Reproduce every one of the lines below word for word, with nothing added or left out.

RECORDS FOR THIS TASK.
-*-*-

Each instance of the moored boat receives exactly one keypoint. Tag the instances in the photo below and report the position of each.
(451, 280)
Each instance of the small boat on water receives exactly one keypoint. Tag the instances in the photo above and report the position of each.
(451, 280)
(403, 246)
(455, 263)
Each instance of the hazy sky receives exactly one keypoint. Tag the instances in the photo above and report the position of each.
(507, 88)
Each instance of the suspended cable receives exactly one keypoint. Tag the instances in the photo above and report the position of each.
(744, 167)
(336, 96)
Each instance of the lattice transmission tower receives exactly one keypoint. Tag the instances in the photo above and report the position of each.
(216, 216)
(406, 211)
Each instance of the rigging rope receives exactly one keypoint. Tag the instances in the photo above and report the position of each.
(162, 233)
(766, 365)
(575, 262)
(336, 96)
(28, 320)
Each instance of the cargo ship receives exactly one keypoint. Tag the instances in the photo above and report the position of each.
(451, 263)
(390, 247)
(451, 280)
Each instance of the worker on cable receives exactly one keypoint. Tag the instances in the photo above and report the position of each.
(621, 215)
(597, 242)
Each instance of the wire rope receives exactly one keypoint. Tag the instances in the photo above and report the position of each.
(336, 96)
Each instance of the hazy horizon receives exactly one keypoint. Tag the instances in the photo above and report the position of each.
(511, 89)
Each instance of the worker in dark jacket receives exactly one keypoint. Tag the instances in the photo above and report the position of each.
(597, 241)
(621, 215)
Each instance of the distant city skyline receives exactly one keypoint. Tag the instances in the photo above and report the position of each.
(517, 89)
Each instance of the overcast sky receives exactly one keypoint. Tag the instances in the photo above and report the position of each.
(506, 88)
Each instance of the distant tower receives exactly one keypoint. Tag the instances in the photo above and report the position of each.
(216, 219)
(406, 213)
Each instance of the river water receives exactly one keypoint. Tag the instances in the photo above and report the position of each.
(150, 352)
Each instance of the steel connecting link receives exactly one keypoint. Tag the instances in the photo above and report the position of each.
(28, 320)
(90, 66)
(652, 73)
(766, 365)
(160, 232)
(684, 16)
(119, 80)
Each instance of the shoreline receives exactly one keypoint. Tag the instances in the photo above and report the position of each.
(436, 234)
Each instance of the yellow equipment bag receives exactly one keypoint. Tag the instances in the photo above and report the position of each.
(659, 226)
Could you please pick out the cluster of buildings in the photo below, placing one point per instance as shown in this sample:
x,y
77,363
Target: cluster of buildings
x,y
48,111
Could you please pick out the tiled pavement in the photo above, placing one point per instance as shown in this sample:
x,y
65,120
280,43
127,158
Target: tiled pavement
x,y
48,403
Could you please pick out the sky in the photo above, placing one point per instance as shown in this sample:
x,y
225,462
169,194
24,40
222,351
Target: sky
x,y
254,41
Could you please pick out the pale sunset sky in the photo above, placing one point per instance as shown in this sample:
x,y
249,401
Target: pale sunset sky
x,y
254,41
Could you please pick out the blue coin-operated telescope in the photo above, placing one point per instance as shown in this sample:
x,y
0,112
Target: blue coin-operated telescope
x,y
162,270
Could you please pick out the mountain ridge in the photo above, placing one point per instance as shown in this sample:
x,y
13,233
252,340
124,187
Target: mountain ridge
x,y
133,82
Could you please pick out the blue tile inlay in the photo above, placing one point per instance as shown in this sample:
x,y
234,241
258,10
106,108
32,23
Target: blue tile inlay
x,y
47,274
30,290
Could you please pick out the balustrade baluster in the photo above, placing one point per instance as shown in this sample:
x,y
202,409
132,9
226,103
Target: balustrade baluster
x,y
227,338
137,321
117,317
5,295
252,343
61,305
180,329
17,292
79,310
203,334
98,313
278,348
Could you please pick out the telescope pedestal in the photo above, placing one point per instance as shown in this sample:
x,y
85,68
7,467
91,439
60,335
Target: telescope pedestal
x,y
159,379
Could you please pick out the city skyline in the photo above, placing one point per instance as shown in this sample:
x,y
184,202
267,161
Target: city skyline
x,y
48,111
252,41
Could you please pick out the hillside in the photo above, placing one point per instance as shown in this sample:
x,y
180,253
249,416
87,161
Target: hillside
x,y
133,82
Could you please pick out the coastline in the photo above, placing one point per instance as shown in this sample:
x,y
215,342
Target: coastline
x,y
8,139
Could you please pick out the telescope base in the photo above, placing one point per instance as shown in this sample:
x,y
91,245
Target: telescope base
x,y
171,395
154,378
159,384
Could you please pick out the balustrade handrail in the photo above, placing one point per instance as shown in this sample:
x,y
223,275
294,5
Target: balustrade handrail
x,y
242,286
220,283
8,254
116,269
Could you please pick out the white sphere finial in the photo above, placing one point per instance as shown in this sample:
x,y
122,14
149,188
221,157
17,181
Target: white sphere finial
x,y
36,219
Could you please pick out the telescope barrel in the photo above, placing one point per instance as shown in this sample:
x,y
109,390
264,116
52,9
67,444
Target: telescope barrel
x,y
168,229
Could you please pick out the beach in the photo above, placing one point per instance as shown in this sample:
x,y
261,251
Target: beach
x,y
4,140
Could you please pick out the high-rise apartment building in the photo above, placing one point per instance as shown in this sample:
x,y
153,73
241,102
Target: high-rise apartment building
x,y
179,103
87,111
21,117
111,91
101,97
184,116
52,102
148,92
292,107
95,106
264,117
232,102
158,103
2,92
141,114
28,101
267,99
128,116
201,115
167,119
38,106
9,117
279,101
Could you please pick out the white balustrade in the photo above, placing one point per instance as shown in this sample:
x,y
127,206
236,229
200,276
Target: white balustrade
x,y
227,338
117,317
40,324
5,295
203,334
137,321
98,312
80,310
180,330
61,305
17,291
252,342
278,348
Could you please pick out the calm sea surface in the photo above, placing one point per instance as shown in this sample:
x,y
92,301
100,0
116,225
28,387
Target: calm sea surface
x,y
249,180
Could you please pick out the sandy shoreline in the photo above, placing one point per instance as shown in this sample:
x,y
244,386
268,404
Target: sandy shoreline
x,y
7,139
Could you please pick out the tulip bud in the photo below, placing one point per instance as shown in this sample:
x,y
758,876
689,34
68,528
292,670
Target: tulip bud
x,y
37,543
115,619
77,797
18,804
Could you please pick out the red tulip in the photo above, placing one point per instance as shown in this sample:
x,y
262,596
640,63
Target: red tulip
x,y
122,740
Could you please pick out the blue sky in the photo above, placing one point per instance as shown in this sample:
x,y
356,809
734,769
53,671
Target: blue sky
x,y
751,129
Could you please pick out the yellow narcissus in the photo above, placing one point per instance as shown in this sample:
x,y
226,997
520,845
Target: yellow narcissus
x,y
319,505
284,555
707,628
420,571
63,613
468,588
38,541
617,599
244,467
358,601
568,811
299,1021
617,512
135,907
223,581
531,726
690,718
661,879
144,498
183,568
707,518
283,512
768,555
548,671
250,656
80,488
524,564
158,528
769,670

-*-*-

OUTPUT OF THE TASK.
Each instance of the moored boat receives exactly one keypoint. Tag the instances in the photo below and report the position of each.
(451, 280)
Each instance of the small boat on water receives exactly one keypoint. Tag the instances in the photo above and report the position of each.
(451, 280)
(403, 246)
(455, 263)
Each instance of the hazy sky receives exactly one keypoint. Tag the instances in the photo above and report the position of each.
(507, 88)
Each instance of the suspended cable receives exactly one keypoint. Tag the instances in the photo above and report the position of each.
(744, 167)
(336, 96)
Each instance of the lattice transmission tower receives exactly one keypoint. Tag the instances in the photo above and report the position of each.
(216, 216)
(406, 211)
Each instance of the rigging rope receives exactly one keypoint. Tag the instances in the photo above and report the position of each.
(162, 233)
(766, 365)
(575, 262)
(336, 96)
(28, 320)
Each instance of the cargo ship receives exactly one keypoint. Tag the instances in the photo above and report the position of each.
(451, 263)
(390, 247)
(451, 280)
Each instance of the worker on cable receives exactly one keypoint. Tag the instances in the photo above and report the position of each.
(621, 215)
(597, 242)
Each instance of the wire rope receives exactly one keypoint. Tag the instances in the photo above and report the position of each.
(336, 96)
Each instance of the hazy horizon receives exactly one keypoint. Tag the instances in the photo above and report the position of each.
(511, 89)
Each instance of the worker in dark jacket receives exactly one keypoint. Tag the instances in the photo above and report the position of each.
(597, 241)
(621, 215)
Each instance of the distant city skyline receives exactly one keypoint. Tag the instances in the photo above and report the position of each.
(517, 89)
Each instance of the overcast sky receives exactly one keypoint. Tag the instances in the photo above and report the position of each.
(506, 88)
Each instance of the distant tower receives exactly one keypoint. Tag the instances in the photo above and report the position of each.
(216, 219)
(406, 213)
Each instance of the river water receives exactly one keypoint. Tag the instances in the photo above and report the position of each.
(150, 352)
Each instance of the steel connecting link receives exactly one keypoint. Tag the instances in the photo above and report the position of each.
(28, 320)
(90, 66)
(652, 73)
(766, 365)
(160, 232)
(684, 16)
(119, 80)
Each instance of the shoreline receives exactly one keypoint. Tag the instances in the photo above and report the position of each.
(436, 234)
Each instance of the yellow equipment bag receives exactly one keypoint. Tag the instances in the photo above and report the position of each.
(659, 226)
Could you please pick out the cluster of buildings in the photo below, placing one point per instance as shown in this sample:
x,y
77,363
Target: cluster of buildings
x,y
48,111
Could you please pick out the tiled pavement in the photo above, placing one point per instance as shown in this sample:
x,y
65,120
280,43
127,158
Target: tiled pavement
x,y
48,403
Could you please pick out the sky in the photo above, placing one point per instance as shown in this sample:
x,y
225,462
169,194
24,40
222,351
Target: sky
x,y
254,41
Could you please pick out the pale sunset sky in the photo above, placing one point per instance as shown in this sample:
x,y
249,401
Target: pale sunset sky
x,y
254,41
Could you please pick out the blue coin-operated telescope in the photo above, placing one point per instance as shown in this sample:
x,y
0,112
Target: blue coin-operated telescope
x,y
162,270
Could you please pick out the mountain ridge in the photo above, placing one point per instance as shown in this sample:
x,y
13,233
252,340
124,187
Target: mountain ridge
x,y
133,82
Could you please pick out the blue tile inlay in the photo above, placing one point per instance as shown in this sample:
x,y
234,241
258,10
106,108
32,23
Target: blue tile inlay
x,y
47,274
30,290
Could you please pick out the balustrade baluster in the photo above, placing one point per instance as shown in this sample:
x,y
202,409
132,9
226,103
Target: balustrade baluster
x,y
227,338
137,321
117,317
5,295
252,343
61,305
180,329
17,292
79,310
203,334
98,313
278,348
Could you please pick out the telescope pedestal in the photo above, placing one point per instance as shown in this sample:
x,y
85,68
7,467
91,439
60,335
Target: telescope pedestal
x,y
159,379
Could you please pick out the city skyline in the photo above, placing one point per instance as shown in this sample:
x,y
184,202
267,161
Target: city skyline
x,y
48,111
252,41
Could you please pick out the hillside in the photo above, placing one point per instance as shown in this sample:
x,y
180,253
249,416
87,161
Target: hillside
x,y
133,82
Could you please pick out the coastline in the photo above, placing one point per instance as shown in this sample:
x,y
215,342
Target: coastline
x,y
8,139
Could you please pick out the telescope base in the photo above, placing one point per instance as shown in this sample:
x,y
91,245
Target: telescope base
x,y
171,395
154,378
159,384
Could you please pick out the balustrade handrail in the photo above, placing one point per instance as shown in this sample:
x,y
223,275
294,5
Target: balustrade handrail
x,y
242,286
220,283
8,254
116,269
Could you please pick out the white sphere finial in the photo above, placing one point per instance as shown in this sample:
x,y
122,14
149,188
221,157
17,181
Target: white sphere finial
x,y
36,219
Could you please pick out the telescope barrel in the photo above, placing one point per instance as shown in this sample:
x,y
109,390
264,116
52,9
67,444
Target: telescope barrel
x,y
168,229
Could you please pick out the beach in the photo above, placing one point per instance as shown in this sample:
x,y
261,251
Target: beach
x,y
4,140
Could you please pick out the high-rise apartment building in the photo above, placing one point per instance as shown in this sample:
x,y
153,73
241,102
Target: high-rise apartment building
x,y
179,103
87,111
21,117
111,91
101,97
184,116
52,102
148,92
292,107
95,106
264,117
232,102
158,103
2,92
141,114
28,101
267,99
128,116
201,115
167,119
38,106
9,117
279,101
Could you please pick out the white balustrade in the photo above, placing one point per instance as shown in this sample:
x,y
127,206
236,229
200,276
Target: white balustrade
x,y
227,338
117,317
40,324
5,295
203,334
137,321
98,312
80,310
180,330
61,305
17,291
252,342
278,348
Could you please pick out the calm sea surface in the photo above, placing one point per instance as shown in this sample:
x,y
92,301
100,0
116,225
28,387
Target: calm sea surface
x,y
249,180
Could you please pick out the sandy shoreline in the photo above, placing one point per instance as shown in this sample:
x,y
244,386
268,404
Target: sandy shoreline
x,y
7,139
Could you please pick out the tulip bud in the photo below, placing one point per instance as shown in this sample:
x,y
758,876
689,34
68,528
292,670
Target: tulip bud
x,y
37,543
115,619
77,797
18,804
Could you please pick out the red tulip in the photo above, placing one point per instance as shown in this sample:
x,y
262,596
640,63
Target: red tulip
x,y
122,740
Could you please pick out the blue sky in the photo above, placing one point per instance as shown in this sample:
x,y
356,809
734,769
53,671
Target: blue sky
x,y
751,129
Could you please pick out the yellow narcissus in the photo above, placing one point per instance as shown in this sample:
x,y
226,997
520,845
Target: yellow narcissus
x,y
319,505
284,555
707,628
420,571
63,613
468,588
38,541
617,599
244,467
358,601
568,811
299,1021
617,512
135,907
223,581
531,726
690,718
661,879
144,498
183,568
707,518
283,512
768,555
548,671
250,656
80,488
524,564
158,528
769,670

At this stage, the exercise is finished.